Written problem — Reproduce each of the items below word for word, and leave the pictures out of your answer.

---

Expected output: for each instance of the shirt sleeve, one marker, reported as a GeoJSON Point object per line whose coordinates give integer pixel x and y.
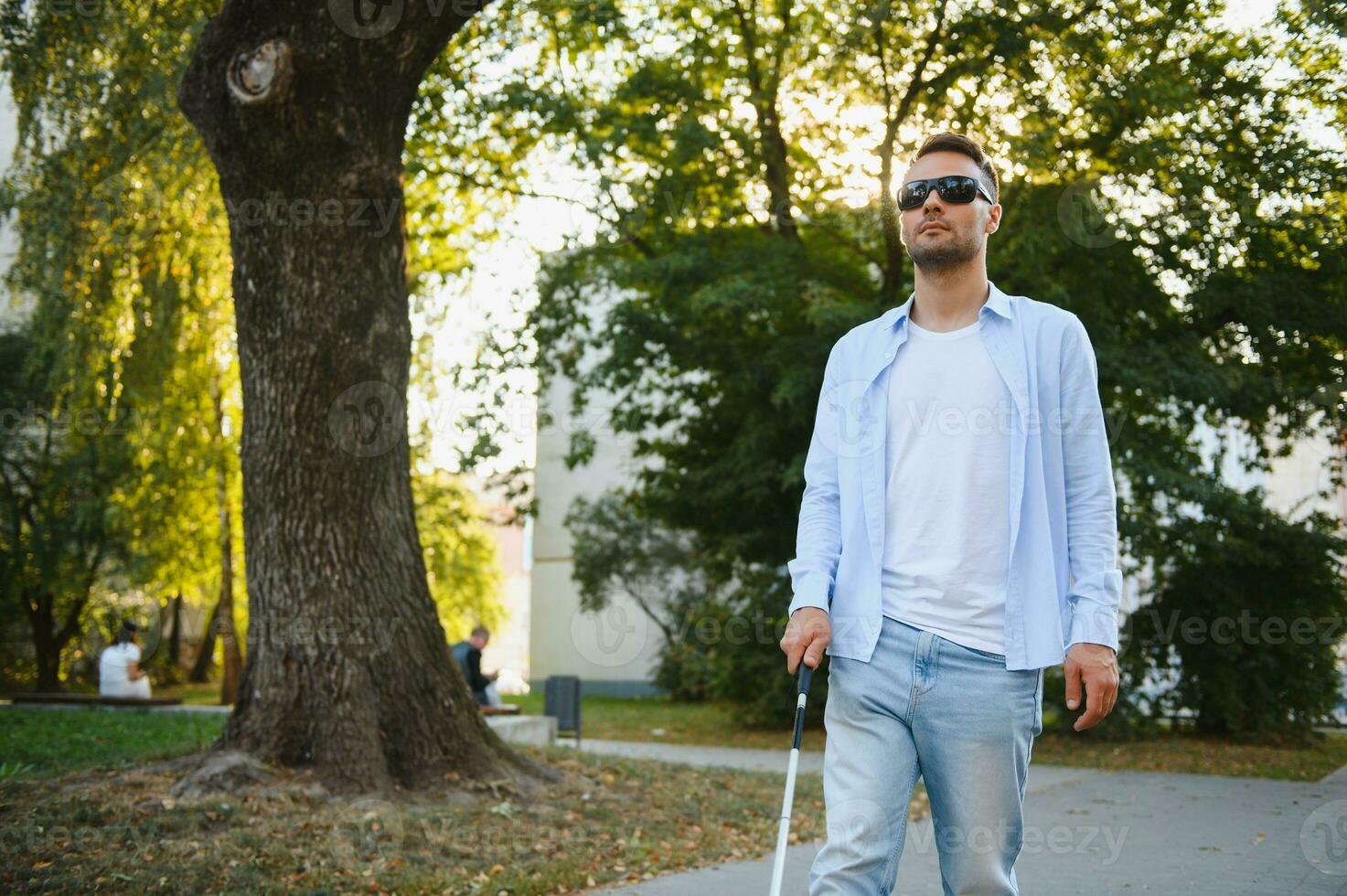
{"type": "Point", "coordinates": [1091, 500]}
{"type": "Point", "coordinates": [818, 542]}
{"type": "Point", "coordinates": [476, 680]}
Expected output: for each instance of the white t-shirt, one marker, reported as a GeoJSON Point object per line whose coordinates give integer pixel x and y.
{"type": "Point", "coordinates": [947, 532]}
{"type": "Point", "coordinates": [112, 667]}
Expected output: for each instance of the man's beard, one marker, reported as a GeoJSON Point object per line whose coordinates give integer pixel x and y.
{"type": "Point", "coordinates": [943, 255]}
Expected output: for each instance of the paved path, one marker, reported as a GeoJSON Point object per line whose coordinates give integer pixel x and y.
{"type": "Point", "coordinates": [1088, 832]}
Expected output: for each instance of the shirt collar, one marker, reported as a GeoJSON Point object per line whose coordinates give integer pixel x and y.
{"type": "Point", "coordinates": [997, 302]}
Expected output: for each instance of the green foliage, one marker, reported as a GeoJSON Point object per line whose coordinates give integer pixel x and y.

---

Task output —
Expected output: for each instance of the shirt sleeve, one marker, reported as a GeoJSON Point object per line whose coordinates give integer pixel x and y.
{"type": "Point", "coordinates": [1091, 500]}
{"type": "Point", "coordinates": [818, 542]}
{"type": "Point", "coordinates": [476, 680]}
Expected output: for each instance of the white t-shirt, one marker, reported as a GeoJSON Point object per line whose coordinates give integer pixel x and y.
{"type": "Point", "coordinates": [947, 532]}
{"type": "Point", "coordinates": [112, 667]}
Expected output: for each instance of the man's beard, one marker, reported as a GeoJSON Point object per line whose coordinates give integer pixel x and y.
{"type": "Point", "coordinates": [943, 255]}
Expected output: for each instance of the paved path, one marker, reported as a GeoJSON Point object per line whose coordinates give integer pixel x and y.
{"type": "Point", "coordinates": [1088, 832]}
Expected output: for each instance of the shirt collar, one marker, reported as a GeoJSON Point object per line whose coordinates give integer pixel x and y.
{"type": "Point", "coordinates": [997, 302]}
Expected output: for each instance of the green foliage, one marker, reported as a GeoJSON Point object per line whose coordinates give integer pixel x and y.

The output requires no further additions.